* TASK TO CARRY OUT: Which lines in the entries below contain the string "background"? Show each of those lines in full, treating uppercase and lowercase as different.

— Start of DATA RECORDS —

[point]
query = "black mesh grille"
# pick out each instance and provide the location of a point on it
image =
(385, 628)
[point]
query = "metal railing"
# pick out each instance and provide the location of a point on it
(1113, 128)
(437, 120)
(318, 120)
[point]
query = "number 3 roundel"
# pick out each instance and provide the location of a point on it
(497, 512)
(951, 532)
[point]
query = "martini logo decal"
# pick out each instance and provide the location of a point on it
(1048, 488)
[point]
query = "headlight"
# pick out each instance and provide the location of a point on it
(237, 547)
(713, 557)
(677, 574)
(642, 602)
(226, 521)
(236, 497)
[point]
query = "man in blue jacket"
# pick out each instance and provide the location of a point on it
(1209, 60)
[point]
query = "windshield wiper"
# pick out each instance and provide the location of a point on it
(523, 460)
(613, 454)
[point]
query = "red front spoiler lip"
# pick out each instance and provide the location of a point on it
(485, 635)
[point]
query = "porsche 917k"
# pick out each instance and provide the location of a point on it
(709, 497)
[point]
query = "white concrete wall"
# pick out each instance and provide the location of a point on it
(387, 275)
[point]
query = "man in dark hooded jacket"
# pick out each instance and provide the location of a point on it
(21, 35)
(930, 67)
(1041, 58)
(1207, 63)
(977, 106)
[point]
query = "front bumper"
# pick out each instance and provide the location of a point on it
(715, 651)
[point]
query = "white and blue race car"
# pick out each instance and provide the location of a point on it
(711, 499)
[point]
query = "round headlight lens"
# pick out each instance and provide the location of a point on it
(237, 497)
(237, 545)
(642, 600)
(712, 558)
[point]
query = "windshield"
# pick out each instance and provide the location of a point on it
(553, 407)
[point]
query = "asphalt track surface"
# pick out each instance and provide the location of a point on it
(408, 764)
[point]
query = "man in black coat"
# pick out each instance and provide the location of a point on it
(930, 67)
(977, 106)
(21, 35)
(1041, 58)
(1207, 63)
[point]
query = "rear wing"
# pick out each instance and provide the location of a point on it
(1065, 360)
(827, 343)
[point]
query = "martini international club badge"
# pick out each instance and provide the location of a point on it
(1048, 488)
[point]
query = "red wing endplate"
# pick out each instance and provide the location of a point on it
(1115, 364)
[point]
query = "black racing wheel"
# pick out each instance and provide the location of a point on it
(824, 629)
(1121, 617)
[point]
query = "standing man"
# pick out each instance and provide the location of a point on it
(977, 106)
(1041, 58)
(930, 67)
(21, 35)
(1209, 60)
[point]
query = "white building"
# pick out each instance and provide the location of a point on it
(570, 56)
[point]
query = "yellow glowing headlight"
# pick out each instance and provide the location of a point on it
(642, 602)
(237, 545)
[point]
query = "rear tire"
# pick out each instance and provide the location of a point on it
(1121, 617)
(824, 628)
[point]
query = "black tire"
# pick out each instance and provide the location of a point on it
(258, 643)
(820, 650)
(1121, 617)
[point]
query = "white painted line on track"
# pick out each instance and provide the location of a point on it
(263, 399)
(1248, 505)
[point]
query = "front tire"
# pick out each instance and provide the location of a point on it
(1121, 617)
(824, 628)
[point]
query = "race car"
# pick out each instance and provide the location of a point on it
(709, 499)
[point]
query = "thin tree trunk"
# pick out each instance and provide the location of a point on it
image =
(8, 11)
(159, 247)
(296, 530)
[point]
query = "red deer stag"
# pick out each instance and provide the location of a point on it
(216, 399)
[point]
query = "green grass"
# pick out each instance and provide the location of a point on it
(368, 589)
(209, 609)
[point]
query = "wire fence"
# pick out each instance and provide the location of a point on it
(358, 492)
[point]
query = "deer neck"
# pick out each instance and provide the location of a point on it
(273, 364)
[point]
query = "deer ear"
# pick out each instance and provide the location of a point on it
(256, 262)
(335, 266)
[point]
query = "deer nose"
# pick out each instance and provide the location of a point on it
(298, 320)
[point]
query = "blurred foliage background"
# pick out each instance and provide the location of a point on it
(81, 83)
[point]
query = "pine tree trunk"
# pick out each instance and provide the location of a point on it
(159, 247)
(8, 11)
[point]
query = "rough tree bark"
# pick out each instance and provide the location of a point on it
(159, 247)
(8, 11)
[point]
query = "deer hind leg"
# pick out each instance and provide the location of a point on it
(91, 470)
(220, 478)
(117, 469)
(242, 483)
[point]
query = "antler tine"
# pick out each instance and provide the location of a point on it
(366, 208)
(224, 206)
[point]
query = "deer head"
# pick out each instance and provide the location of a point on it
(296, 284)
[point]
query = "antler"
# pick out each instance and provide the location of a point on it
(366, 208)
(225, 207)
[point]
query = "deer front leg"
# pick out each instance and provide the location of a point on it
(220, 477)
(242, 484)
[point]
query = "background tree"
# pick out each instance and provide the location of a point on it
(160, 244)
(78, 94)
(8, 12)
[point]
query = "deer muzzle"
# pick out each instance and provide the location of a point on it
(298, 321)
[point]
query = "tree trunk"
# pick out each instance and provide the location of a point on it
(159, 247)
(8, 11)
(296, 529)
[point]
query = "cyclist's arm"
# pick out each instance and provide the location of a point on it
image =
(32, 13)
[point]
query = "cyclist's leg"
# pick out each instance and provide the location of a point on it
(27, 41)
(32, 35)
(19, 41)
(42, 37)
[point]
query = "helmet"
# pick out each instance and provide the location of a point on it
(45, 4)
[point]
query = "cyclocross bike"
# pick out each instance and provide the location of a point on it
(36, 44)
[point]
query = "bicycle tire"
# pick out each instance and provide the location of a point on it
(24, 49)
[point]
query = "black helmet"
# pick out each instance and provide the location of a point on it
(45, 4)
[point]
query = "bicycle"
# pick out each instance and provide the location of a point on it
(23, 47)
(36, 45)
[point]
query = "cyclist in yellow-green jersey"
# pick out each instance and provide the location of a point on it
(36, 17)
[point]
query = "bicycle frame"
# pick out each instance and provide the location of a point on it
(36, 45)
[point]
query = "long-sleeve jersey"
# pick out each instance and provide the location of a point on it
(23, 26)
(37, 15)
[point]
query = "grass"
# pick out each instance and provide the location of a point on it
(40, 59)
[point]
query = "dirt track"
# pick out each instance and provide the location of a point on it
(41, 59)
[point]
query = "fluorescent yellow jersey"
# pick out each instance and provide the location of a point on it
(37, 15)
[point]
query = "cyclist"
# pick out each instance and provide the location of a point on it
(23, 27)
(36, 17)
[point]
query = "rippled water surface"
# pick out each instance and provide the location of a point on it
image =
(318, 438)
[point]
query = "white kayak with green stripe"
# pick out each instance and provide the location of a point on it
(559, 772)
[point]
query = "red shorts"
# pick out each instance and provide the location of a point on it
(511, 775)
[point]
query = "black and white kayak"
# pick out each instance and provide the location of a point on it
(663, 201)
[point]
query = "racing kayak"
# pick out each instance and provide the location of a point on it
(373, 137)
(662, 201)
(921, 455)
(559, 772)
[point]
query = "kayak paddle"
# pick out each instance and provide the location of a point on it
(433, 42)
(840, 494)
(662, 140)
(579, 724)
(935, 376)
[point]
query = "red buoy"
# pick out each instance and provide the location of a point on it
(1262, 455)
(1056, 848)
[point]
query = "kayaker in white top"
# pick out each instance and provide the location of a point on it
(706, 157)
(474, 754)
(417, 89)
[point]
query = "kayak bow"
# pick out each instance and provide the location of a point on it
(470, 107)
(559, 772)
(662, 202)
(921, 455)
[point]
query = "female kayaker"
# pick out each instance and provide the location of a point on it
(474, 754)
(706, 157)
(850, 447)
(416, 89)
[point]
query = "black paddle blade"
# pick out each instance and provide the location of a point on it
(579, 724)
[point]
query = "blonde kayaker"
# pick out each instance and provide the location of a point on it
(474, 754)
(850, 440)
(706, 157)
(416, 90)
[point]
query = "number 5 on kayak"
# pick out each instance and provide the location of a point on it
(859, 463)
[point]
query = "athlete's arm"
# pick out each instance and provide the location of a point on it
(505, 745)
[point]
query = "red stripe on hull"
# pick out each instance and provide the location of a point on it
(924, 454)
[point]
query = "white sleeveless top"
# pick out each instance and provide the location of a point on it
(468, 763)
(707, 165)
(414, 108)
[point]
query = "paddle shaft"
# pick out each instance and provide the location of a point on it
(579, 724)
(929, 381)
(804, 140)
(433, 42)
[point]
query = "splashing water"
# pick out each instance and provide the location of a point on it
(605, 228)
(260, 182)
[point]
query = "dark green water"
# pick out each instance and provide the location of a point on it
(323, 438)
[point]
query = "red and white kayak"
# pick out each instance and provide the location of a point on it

— End of DATA RECORDS —

* WRITTEN ANSWER:
query = "blurred foliage background"
query = "background tree"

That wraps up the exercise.